Скажем так: медный кран, на краю – капля. Она проецируется на огромный экран в другом углу зала. Присмотревшись, замечаешь, что в капле – кто-то живой. Приглядевшись, обнаруживаешь, что это – ты. Капля растет, и вместе с ней раздувается на экране твое отражение. И так до тех пор, пока капля – всегда неожиданно – отрывается от крана, чтобы со страшным грохотом упасть на подставленный барабан. Но не успел ты осознать размеры произошедшей катастрофы, как в кране созревает новая капля, начиненная твоим маленьким, как зародыш, отражением.
Притча о скоротечности нашей жизни? Басня о самомнении? Глаз Бога, в котором на краткий миг отражается наша жизнь от рождения до смерти? Любой из этих ответов был бы слишком прост. Или – что то же самое – слишком сложен.
Произведения Виолы не позволяют с собой обращаться как с метафорами. Виола не придумывает их, а ведет туда, куда он нас обещает «перевести»: по ту сторону от всего, что можно сказать словами, образами, символами.

▶ ВАШЕ ЗАДАНИЕ: Продолжите приведённый выше текст о произведениях Виолы, начав сразу после его последнего предложения. Приведённые далее строки взяты из другого источника.

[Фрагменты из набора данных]
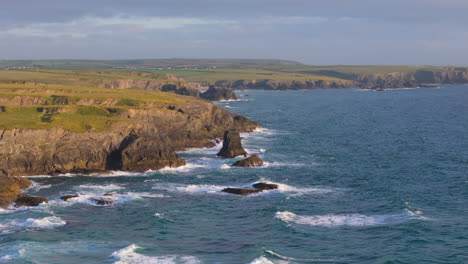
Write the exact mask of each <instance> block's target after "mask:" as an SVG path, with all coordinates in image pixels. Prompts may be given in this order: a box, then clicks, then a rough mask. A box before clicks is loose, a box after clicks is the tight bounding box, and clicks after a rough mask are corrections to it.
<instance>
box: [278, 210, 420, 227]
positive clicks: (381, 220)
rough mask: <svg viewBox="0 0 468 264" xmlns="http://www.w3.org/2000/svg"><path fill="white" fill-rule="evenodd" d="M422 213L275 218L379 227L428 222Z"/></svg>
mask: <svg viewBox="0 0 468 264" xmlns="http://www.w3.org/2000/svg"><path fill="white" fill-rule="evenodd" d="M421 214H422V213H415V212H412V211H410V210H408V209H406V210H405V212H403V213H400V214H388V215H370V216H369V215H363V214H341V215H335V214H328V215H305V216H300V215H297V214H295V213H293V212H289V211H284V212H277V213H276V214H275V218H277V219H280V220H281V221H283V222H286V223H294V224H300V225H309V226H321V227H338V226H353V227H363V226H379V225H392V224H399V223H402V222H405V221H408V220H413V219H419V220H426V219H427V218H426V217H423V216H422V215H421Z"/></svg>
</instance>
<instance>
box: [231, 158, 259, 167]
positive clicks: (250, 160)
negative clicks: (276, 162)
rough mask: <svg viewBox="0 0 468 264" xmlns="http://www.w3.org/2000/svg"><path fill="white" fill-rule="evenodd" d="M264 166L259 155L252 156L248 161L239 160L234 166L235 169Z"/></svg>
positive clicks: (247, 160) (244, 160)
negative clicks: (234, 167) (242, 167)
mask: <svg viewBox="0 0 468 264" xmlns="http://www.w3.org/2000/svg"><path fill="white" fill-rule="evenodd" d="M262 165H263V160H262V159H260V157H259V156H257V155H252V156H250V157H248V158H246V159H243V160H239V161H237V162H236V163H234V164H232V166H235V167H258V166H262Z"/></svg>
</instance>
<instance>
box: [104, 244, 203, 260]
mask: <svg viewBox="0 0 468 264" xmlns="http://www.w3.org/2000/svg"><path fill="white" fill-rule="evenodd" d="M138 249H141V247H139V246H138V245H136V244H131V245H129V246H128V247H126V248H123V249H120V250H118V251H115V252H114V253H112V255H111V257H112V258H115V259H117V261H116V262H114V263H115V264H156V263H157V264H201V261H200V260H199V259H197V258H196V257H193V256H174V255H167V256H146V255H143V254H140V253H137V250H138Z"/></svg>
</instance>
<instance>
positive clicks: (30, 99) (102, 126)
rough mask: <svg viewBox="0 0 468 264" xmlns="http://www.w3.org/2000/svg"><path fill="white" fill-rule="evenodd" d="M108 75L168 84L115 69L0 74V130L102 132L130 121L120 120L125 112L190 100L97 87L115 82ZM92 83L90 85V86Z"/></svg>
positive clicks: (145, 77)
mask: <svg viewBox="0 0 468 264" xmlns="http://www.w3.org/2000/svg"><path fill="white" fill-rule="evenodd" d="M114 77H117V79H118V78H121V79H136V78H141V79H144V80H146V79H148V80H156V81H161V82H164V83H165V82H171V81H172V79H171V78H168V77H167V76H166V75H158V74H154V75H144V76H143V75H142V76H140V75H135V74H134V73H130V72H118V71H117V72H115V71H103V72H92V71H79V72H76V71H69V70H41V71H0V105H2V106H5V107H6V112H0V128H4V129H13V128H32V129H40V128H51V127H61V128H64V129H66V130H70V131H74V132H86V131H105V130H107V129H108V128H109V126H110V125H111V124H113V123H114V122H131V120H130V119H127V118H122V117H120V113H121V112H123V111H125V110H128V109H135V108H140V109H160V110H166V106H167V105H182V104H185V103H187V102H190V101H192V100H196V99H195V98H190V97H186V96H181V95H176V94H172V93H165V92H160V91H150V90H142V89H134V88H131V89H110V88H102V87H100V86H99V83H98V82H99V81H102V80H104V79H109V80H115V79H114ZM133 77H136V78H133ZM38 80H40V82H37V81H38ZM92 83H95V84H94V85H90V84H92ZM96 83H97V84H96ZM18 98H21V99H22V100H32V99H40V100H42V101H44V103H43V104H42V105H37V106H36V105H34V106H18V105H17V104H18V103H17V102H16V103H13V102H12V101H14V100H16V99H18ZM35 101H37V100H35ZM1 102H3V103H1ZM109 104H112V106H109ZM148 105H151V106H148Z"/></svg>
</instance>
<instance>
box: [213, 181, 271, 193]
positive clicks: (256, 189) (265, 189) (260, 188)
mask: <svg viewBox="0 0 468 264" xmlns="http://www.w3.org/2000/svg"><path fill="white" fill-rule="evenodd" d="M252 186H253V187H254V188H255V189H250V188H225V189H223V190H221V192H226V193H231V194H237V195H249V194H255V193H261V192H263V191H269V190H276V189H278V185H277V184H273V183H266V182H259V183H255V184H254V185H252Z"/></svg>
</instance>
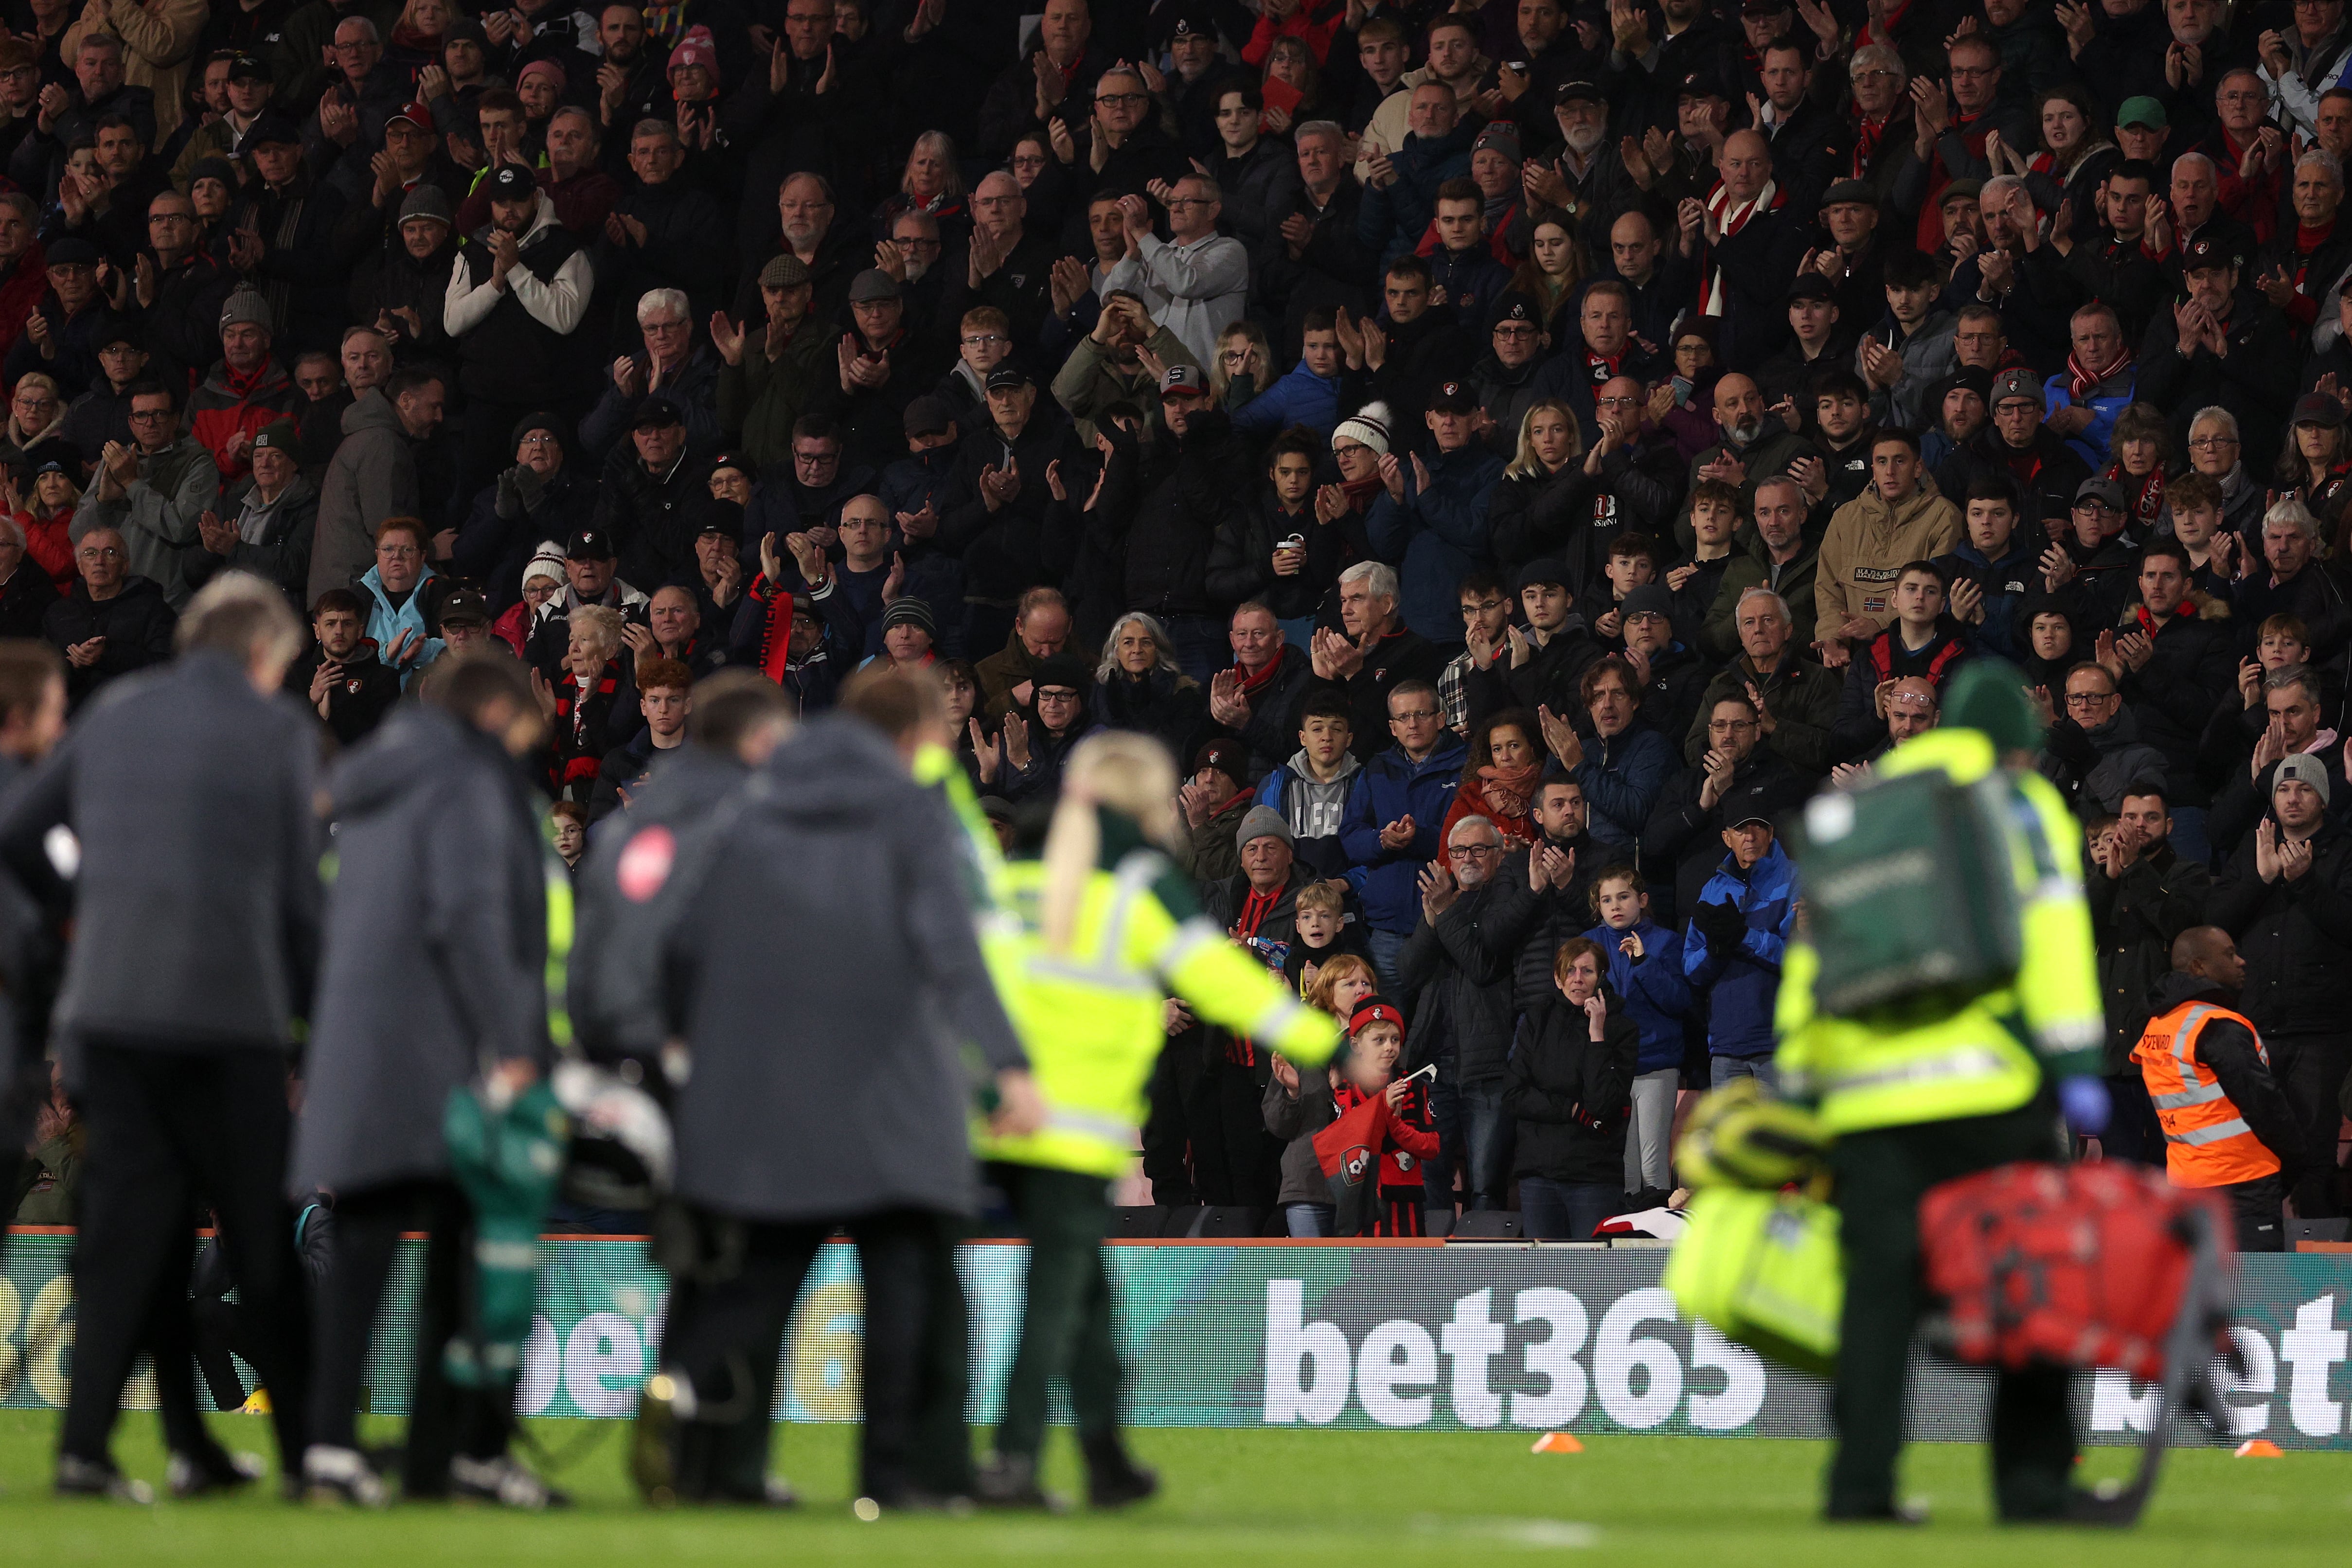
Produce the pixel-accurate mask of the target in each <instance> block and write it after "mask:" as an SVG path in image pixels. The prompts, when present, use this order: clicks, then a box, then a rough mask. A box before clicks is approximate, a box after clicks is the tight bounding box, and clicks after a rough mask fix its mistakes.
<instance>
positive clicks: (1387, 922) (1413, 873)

▶ ОТВЕТ:
Принципиальный радикализм Виолы в том, что он не создает, не меняет, не отражает, а углубляет реальность, открывая в ней дополнительное – медитативное – измерение. Завладев зрителем, художник распоряжается им по-своему: он ломает наши часы. Виолу нельзя смотреть ни быстро, ни медленно. Каждая работа требует уделить себе точно отмеренный отрезок времени. Так банальный акт восприятия произведения искусства превращается в ритуальную процессию, в церемониальный балет, в культовое действо.
Зритель – объект и субъект искусства Виолы. До тех пор, пока я не отразился в той же капле воды, текущий кран был всего лишь ошибкой водопроводчика. Только населив собой инсталляцию Виолы, мы придаем смысл его творчеству. Без нас оно не только не нужно, но и невозможно. Узурпируя переживание, тиранически подчиняя наши чувства авторскому умыслу, Виола беспомощен без соавтора – зрителя. Провокатор и искуситель, Виола ставит перед ним важные моральные задачи. Но не говорит – какие. Он задает глубокие философские вопросы, на которые нельзя ответить. Его произведения исполнены глубокого значения, но не известно – какого. И все потому, что искусство Виолы – не результат, а повод к паузе, очищающей внутреннее зрение. Работы Виолы подходят церкви. Но я бы устанавливал их и в тихих скверах, и на шумных площадях.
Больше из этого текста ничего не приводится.